### Written request
Reproduce everything in the listing below, from its very beginning down to and including the line containing "44, 153, 93]]". Leave the pictures out of your answer.

### Exercise input
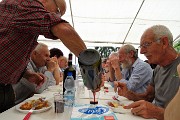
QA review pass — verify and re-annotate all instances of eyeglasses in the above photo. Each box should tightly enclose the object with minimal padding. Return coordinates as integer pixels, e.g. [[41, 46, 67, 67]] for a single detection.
[[138, 38, 161, 48], [53, 0, 61, 17]]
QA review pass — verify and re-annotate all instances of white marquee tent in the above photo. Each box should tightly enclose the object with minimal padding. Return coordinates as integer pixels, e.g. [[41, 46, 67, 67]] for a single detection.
[[38, 0, 180, 60], [0, 0, 180, 60]]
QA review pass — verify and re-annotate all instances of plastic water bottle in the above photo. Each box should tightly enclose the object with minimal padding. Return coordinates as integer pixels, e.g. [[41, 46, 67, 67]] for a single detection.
[[64, 76, 75, 106]]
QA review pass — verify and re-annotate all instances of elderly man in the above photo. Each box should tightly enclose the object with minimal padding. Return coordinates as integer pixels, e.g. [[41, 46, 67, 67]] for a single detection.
[[13, 43, 60, 104], [118, 25, 180, 120], [0, 0, 86, 112], [110, 44, 153, 93]]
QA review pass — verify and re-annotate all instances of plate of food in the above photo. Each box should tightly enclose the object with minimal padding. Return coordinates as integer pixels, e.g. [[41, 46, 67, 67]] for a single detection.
[[107, 101, 131, 113], [15, 98, 52, 113]]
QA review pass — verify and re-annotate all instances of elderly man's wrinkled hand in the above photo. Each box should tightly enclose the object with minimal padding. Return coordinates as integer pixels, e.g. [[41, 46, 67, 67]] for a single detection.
[[28, 72, 45, 87], [124, 100, 164, 120]]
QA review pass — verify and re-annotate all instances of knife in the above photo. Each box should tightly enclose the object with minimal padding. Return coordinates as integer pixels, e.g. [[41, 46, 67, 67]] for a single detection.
[[23, 102, 38, 120]]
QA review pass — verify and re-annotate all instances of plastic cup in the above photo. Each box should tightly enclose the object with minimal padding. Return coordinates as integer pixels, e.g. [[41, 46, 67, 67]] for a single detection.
[[89, 90, 100, 105], [54, 93, 65, 113]]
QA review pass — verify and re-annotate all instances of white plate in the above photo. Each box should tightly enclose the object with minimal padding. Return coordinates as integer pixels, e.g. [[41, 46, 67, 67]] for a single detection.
[[15, 101, 52, 113], [107, 100, 131, 113]]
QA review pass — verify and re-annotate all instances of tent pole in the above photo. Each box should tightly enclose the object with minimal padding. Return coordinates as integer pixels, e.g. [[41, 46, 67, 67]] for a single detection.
[[122, 0, 145, 44]]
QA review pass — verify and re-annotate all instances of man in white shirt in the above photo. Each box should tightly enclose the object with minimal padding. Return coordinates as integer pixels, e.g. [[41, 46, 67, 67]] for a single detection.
[[13, 43, 60, 104]]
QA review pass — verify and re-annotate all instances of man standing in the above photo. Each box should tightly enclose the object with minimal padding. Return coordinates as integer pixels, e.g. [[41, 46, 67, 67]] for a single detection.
[[0, 0, 86, 112]]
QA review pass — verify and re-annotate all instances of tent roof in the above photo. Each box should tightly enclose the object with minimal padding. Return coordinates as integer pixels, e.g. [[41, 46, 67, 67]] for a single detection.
[[38, 0, 180, 45]]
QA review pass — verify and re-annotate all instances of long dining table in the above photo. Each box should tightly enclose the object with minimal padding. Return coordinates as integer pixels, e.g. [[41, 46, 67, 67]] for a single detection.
[[0, 83, 156, 120]]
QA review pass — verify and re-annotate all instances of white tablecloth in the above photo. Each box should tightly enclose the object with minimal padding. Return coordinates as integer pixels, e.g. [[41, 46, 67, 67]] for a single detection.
[[0, 81, 155, 120]]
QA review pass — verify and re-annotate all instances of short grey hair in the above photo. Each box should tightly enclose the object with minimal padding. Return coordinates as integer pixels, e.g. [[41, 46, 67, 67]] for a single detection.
[[122, 44, 138, 58], [109, 52, 119, 57], [150, 25, 173, 46], [34, 43, 48, 51]]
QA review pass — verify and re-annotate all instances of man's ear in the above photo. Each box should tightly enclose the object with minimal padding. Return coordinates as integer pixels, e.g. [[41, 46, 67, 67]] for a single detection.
[[161, 37, 169, 48]]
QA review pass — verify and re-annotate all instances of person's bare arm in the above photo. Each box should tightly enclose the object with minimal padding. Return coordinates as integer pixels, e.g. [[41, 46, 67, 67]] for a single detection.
[[117, 82, 154, 102], [124, 100, 164, 120], [51, 23, 87, 56]]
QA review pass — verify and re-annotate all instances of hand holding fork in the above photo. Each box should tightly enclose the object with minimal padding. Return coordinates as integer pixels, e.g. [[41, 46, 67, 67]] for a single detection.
[[23, 102, 38, 120]]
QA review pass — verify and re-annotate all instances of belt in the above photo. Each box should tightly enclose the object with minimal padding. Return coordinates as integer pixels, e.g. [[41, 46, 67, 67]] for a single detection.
[[0, 84, 10, 87]]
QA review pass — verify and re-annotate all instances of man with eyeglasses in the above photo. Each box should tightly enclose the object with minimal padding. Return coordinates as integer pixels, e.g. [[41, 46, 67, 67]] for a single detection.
[[112, 44, 153, 93], [0, 0, 86, 112], [118, 25, 180, 120], [12, 43, 62, 104]]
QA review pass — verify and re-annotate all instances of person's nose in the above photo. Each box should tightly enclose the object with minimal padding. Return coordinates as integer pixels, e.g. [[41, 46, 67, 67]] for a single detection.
[[140, 47, 146, 54]]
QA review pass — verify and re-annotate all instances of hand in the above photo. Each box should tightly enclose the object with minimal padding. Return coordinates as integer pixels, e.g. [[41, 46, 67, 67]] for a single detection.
[[46, 59, 57, 72], [114, 81, 128, 97], [92, 79, 104, 92], [50, 57, 59, 68], [124, 100, 164, 120], [109, 57, 119, 69]]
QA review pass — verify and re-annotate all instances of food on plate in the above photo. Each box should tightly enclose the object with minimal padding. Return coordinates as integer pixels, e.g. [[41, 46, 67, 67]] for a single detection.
[[20, 98, 49, 110], [108, 101, 124, 108], [104, 86, 108, 89]]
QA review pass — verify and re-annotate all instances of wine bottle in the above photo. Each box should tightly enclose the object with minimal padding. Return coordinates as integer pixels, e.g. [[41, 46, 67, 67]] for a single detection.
[[63, 53, 76, 94]]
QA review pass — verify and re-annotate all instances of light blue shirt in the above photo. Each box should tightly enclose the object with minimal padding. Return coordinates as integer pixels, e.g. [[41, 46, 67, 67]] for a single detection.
[[120, 58, 153, 93]]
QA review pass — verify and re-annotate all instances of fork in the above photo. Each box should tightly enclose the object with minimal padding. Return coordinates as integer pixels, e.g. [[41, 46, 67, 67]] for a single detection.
[[112, 92, 120, 101], [23, 102, 38, 120]]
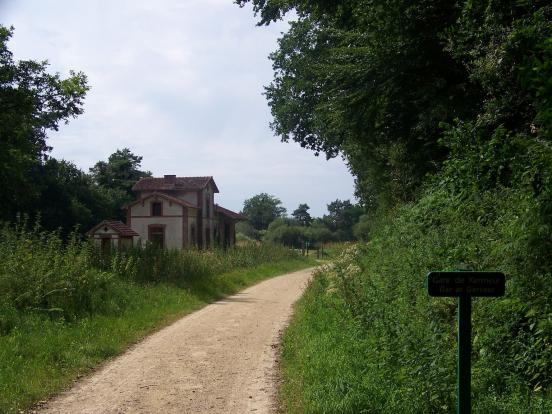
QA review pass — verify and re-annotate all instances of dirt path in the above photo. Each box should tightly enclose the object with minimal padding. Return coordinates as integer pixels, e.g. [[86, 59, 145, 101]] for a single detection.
[[38, 270, 311, 414]]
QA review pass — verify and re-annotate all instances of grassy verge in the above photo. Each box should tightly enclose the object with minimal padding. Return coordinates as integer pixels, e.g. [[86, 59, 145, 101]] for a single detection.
[[0, 226, 314, 413], [282, 189, 552, 414]]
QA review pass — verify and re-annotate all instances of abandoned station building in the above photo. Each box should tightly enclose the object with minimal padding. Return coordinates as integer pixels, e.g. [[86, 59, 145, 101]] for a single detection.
[[88, 175, 245, 250]]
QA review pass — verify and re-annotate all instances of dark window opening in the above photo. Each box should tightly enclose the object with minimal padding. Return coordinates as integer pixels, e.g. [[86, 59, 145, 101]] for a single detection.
[[190, 224, 196, 244], [205, 194, 211, 217], [149, 227, 165, 249], [151, 202, 163, 216], [101, 237, 111, 256]]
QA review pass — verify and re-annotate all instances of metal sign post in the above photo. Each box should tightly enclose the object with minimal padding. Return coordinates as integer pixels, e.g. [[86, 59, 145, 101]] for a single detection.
[[426, 271, 506, 414]]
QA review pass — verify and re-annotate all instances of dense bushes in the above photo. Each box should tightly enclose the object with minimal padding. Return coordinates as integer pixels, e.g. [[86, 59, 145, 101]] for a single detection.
[[0, 225, 302, 335], [284, 182, 552, 413]]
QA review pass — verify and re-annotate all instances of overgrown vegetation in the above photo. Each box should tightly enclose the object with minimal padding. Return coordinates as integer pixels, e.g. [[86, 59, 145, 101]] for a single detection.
[[237, 0, 552, 413], [0, 225, 312, 412], [283, 184, 552, 413]]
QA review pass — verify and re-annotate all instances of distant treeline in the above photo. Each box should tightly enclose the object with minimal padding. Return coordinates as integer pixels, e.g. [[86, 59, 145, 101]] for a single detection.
[[243, 0, 552, 413], [236, 193, 366, 248]]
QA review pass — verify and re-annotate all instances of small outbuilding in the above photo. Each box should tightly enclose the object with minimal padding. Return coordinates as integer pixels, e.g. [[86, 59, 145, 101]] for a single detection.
[[86, 220, 140, 253]]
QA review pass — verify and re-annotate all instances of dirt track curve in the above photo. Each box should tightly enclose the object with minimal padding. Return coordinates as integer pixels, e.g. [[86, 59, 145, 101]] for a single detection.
[[38, 269, 311, 414]]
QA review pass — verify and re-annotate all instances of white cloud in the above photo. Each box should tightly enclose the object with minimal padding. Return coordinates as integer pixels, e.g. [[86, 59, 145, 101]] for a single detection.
[[0, 0, 353, 215]]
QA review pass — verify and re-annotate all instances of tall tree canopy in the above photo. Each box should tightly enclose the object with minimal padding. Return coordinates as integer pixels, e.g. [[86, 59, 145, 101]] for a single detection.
[[0, 26, 88, 220], [242, 193, 286, 230], [90, 148, 151, 196], [236, 0, 552, 210]]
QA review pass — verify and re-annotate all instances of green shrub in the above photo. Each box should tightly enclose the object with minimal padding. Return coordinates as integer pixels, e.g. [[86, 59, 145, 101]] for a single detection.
[[284, 186, 552, 413]]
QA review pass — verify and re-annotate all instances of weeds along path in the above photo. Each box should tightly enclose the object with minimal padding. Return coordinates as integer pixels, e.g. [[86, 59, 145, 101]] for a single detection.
[[37, 269, 312, 414]]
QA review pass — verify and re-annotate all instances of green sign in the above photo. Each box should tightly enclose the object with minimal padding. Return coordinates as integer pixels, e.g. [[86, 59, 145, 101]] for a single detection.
[[425, 271, 506, 414], [426, 271, 506, 297]]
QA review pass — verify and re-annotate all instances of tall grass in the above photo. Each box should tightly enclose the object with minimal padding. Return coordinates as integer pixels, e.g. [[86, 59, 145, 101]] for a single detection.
[[283, 189, 552, 414], [0, 224, 297, 334], [0, 225, 312, 413]]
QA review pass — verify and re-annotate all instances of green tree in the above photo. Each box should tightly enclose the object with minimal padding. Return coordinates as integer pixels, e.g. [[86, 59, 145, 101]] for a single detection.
[[0, 26, 88, 220], [242, 193, 286, 230], [263, 217, 306, 248], [238, 0, 472, 206], [34, 158, 112, 233], [90, 148, 151, 197], [322, 199, 363, 240], [291, 204, 312, 226], [305, 220, 335, 244]]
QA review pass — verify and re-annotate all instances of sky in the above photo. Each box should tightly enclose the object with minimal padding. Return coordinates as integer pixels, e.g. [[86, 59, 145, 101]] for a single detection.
[[0, 0, 354, 216]]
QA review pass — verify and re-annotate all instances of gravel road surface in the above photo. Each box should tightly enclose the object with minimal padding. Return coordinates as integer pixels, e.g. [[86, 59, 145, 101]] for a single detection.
[[37, 269, 312, 414]]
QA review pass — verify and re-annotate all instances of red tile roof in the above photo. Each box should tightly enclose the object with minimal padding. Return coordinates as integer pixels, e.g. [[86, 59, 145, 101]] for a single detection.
[[215, 204, 247, 220], [132, 176, 219, 193], [86, 220, 139, 237], [123, 191, 197, 209]]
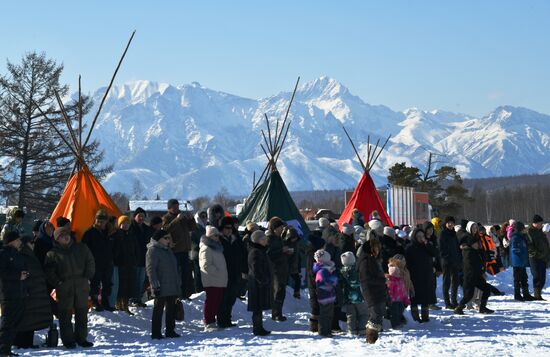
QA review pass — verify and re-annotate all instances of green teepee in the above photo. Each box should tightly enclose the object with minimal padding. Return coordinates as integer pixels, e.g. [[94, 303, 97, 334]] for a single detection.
[[238, 77, 309, 235]]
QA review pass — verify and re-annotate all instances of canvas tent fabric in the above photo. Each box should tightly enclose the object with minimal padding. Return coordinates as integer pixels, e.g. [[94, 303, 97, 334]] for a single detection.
[[50, 165, 122, 241], [338, 172, 393, 227], [238, 171, 309, 236]]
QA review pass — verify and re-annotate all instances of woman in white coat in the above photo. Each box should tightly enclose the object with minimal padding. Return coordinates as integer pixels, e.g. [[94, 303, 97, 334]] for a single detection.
[[199, 226, 227, 331]]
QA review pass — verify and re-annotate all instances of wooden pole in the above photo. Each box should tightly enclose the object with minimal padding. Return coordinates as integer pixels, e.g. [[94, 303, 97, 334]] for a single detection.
[[82, 30, 136, 150], [262, 113, 273, 152], [369, 134, 391, 171], [275, 77, 300, 147], [54, 90, 80, 154], [342, 125, 367, 171], [31, 99, 82, 161]]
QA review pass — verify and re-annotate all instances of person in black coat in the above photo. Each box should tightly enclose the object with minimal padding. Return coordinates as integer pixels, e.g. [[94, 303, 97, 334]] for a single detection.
[[248, 231, 272, 336], [380, 227, 405, 273], [14, 236, 53, 348], [422, 221, 441, 310], [266, 217, 291, 322], [454, 222, 494, 315], [306, 229, 325, 332], [218, 217, 248, 328], [82, 209, 114, 311], [357, 238, 388, 343], [405, 228, 437, 322], [0, 231, 29, 356], [112, 216, 139, 315], [130, 207, 155, 307], [439, 216, 462, 309]]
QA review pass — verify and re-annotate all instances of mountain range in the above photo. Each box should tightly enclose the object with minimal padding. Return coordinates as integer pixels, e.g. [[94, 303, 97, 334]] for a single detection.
[[86, 77, 550, 199]]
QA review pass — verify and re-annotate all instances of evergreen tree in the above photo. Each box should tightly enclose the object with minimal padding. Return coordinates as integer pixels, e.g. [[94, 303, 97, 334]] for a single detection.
[[0, 52, 112, 214]]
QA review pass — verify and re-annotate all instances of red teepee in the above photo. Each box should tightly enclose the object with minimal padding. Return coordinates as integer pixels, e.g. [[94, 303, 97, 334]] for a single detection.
[[338, 128, 393, 227], [338, 172, 393, 227]]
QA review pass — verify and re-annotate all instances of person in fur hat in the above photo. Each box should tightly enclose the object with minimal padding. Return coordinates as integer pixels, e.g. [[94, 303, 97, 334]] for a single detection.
[[357, 232, 387, 343], [313, 249, 338, 337], [340, 252, 369, 335], [405, 228, 437, 323], [386, 254, 414, 329], [248, 230, 273, 336], [454, 222, 494, 315]]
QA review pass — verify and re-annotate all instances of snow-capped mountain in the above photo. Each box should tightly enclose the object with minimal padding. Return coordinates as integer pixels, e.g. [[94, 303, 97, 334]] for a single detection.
[[86, 77, 550, 198]]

### The response
QA review pass — verify and re-annotate all instances of eyeglasses in the above photo. Each box should tightly enclose the object with minimal padding. Return coordinates as integer pixels, e.g. [[41, 46, 67, 67]] for a single detection.
[[138, 38, 161, 48], [53, 0, 61, 17]]
QA review pass — verify and re-annotate all instances of white marquee tent in the above photo. Each box should tightly enclose the object with minimal padding. Return coordinates as integer pixels, e.g. [[41, 46, 67, 67]] for a single detection.
[[38, 0, 180, 60], [0, 0, 180, 60]]
QA review pass — verify and re-annotate all instances of plastic water bottle in the above photo. Each box should tightly enclose the object with minimal padding. Return coordinates as integer pixels, e.g. [[41, 46, 67, 67]] for a single detection.
[[64, 76, 75, 106]]
QA review pass — verify and re-annotate all instances of elderly man in the above photo. Each box should tightly enclose the object with minimal padding. Return coordinates as integer pixels, e.g. [[41, 46, 67, 67]] for a single detection.
[[13, 43, 60, 104], [118, 25, 180, 120], [0, 0, 86, 112], [110, 44, 153, 93]]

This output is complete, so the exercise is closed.